> REQUIRED WORK
Transcribe every line of the material below verbatim, changing nothing.

□ □ □ □ □

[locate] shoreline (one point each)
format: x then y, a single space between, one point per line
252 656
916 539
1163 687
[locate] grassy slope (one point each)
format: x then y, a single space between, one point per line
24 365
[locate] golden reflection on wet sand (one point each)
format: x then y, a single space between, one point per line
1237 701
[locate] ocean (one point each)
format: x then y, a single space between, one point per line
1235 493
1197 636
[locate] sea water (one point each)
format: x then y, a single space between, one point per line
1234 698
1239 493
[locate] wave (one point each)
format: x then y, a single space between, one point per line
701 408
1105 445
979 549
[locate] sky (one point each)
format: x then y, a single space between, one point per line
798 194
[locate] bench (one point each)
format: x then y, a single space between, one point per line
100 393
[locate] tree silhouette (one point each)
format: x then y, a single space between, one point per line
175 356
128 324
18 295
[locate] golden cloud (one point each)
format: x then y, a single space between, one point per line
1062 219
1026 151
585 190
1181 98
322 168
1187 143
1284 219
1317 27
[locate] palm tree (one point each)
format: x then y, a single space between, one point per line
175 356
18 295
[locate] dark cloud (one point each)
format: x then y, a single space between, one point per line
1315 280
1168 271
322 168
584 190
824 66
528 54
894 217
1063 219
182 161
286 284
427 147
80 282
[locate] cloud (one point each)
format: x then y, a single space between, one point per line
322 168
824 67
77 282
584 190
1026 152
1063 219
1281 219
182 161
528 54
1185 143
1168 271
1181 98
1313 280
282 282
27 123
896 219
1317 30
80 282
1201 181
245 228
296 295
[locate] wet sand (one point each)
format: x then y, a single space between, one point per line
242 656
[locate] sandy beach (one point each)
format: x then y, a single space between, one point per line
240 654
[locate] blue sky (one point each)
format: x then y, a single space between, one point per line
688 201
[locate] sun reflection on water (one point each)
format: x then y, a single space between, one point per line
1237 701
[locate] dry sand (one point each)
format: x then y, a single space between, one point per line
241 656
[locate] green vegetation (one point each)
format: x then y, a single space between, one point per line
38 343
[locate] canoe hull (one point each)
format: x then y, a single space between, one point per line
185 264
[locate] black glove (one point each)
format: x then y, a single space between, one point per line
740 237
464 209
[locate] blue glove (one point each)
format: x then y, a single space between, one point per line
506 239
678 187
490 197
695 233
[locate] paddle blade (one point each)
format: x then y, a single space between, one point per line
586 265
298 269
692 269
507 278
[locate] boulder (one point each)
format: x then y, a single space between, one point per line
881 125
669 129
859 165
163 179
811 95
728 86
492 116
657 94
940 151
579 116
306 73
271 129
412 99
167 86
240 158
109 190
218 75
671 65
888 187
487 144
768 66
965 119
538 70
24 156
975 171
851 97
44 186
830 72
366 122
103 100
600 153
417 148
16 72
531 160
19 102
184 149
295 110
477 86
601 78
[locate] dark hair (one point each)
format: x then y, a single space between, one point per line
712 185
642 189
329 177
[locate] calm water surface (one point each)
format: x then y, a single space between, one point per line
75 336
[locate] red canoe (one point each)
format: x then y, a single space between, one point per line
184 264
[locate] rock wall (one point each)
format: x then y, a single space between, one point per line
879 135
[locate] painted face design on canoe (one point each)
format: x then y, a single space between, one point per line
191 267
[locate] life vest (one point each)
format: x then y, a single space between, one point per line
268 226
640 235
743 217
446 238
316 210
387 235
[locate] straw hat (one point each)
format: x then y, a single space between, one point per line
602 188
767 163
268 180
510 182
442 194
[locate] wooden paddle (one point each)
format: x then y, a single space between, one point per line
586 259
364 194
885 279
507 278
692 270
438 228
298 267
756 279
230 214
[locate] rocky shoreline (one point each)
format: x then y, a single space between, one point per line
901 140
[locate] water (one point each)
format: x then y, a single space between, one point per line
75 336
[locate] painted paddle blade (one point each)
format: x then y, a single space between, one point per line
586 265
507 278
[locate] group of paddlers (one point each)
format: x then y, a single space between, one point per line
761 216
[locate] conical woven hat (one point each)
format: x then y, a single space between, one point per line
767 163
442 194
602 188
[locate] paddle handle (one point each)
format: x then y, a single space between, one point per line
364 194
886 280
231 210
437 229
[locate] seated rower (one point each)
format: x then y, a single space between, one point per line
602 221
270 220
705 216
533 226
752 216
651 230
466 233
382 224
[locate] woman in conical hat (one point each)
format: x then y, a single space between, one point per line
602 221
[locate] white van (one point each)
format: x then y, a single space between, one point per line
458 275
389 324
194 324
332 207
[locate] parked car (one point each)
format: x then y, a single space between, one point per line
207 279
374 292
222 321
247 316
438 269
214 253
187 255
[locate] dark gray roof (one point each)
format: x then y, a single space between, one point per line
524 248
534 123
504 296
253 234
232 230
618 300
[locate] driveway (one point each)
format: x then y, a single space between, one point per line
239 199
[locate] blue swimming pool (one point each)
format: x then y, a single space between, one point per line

□ □ □ □ □

> REPLY
[locate] shoreline (one point each)
format: x then y, a single space between, one point per line
252 656
916 539
1163 687
[locate] grassy slope (one point each)
format: x then y, a single space between, one point per line
24 365
[locate] golden reflection on wet sand (one point each)
format: x then y, a single space between, one point per line
1237 701
[locate] ocean (one point each)
format: x then y, a single space between, one point per line
1235 493
1197 636
[locate] sea water (one point each)
format: x then y, a single space between, one point per line
1234 698
1239 493
[locate] wave (one point each)
format: x then y, a single space between, one point per line
701 408
1105 445
979 549
[locate] sky (one point each)
format: x then y, a single space between, one point per line
798 194
[locate] bench (one point each)
format: x then y, a single space between, one point per line
100 393
[locate] tree silhouette (one point each)
format: x then y, a single space between, one point per line
175 356
128 324
18 295
[locate] golden cloud (one point each)
format: x then y, a single space between, one point per line
1062 219
1026 151
585 190
1181 98
322 168
1187 143
1284 219
1317 27
[locate] palm tree (one point each)
format: x then y, a single space between, one point per line
175 356
18 295
[locate] dark cloud (one point each)
format: x then y, a single space between, one point per line
1315 280
1168 271
322 168
584 190
824 66
528 54
894 217
1063 219
182 161
286 284
427 147
80 282
[locate] cloud (one point each)
format: x then y, a single space between, one point per line
322 168
824 67
77 282
584 190
1026 152
1063 219
1281 219
182 161
528 54
1185 143
1168 271
1181 98
1313 280
282 282
27 123
896 219
1317 30
80 282
1201 181
245 228
296 295
[locate] wet sand (one point each)
format: x then y, a single space between, one point per line
242 656
[locate] sandy beach (one point each)
format: x then y, a single space between, one point per line
240 654
[locate] blue sky (one point each)
format: x then y, a single space between, one point per line
688 201
[locate] sun reflection on water (one point each)
format: x then y, a single space between, one point per line
1237 701
[locate] dry sand (one point each)
format: x then y, a single space between, one point per line
241 656
[locate] green vegetation (one point each)
format: x then y, a single space between, one point per line
38 343
[locate] canoe hull (one point each)
format: x then y, a single space between, one point per line
185 264
[locate] black glove (one point each)
format: x then y, a single space between, one point per line
740 237
464 209
[locate] blue glove (one point each)
format: x then y, a single space between, one point per line
506 239
678 187
490 197
695 233
[locate] paddle blade (one point each)
format: x then y, a single space between, one point per line
586 265
298 269
692 269
507 278
[locate] boulder (one point each)
format: x then y, a single space between, one point per line
881 125
669 129
859 165
163 179
811 95
728 86
492 116
657 94
940 151
579 116
306 73
271 129
412 99
167 86
240 158
109 190
218 75
671 65
888 187
487 144
768 66
965 119
538 70
24 156
975 171
851 97
44 186
830 72
366 122
103 100
600 153
417 148
16 72
531 160
19 102
184 149
295 110
477 86
601 78
[locate] dark hair (one point each)
format: x then y, a single space between, one point per line
712 185
642 189
329 177
[locate] calm water surface (one point each)
format: x then y, a single space between, one point per line
75 336
[locate] red canoe (one point each)
format: x then y, a single space between, one point per line
184 264
[locate] rock wall (one point each)
format: x then y, a single space between, one point per line
879 135
[locate] painted face design on canoe (one point each)
format: x then y, a single space between, one point per line
191 267
[locate] life vest (one point each)
format: x then y, a single space between, one point per line
268 226
640 235
743 217
446 238
316 210
387 235
[locate] straw hat (one point each)
format: x then y, a single space between, one point per line
602 188
767 163
268 180
510 182
442 194
[locate] wooden paddle (one point each)
format: x then y, a single space between, one point per line
586 259
364 194
885 279
507 278
692 270
438 228
298 267
756 279
230 214
[locate] rocky shoreline (one point each)
format: x then y, a single space between, one point per line
901 140
[locate] water (one point each)
format: x then y, a single space between, one point per line
75 336
[locate] painted paddle blade (one point each)
format: x then y, a single space between, one point per line
586 265
507 278
[locate] group of paddlers (one point each)
format: x then y, a single space between, one point per line
761 216
[locate] conical woven hat (one point each)
format: x then y, a single space between, one point per line
767 163
442 194
602 188
[locate] paddle handle (one point each)
format: x then y, a single space between, one point per line
364 194
886 280
231 210
437 229
[locate] seated rower (one point each)
format: x then y, a single space between, one point per line
602 221
270 220
705 216
533 226
752 216
651 230
466 233
382 224
[locate] woman in conical hat (one point each)
format: x then y, a single space between, one point per line
602 221
[locate] white van (one point each)
format: x then y, a single space between, one point per line
458 275
389 324
194 324
332 207
[locate] parked car (one point each)
format: x then y, a single space between, one point per line
207 279
374 292
222 321
247 316
438 269
214 253
187 255
[locate] dark gray roof (one point each)
format: x then y, a single space between, one point per line
524 248
534 123
504 296
253 234
232 230
618 300
[locate] driveway (one point each)
format: x then y, a single space between, one point per line
239 199
[locate] blue swimming pool (one point each)
format: x then y, a single space between, one point per line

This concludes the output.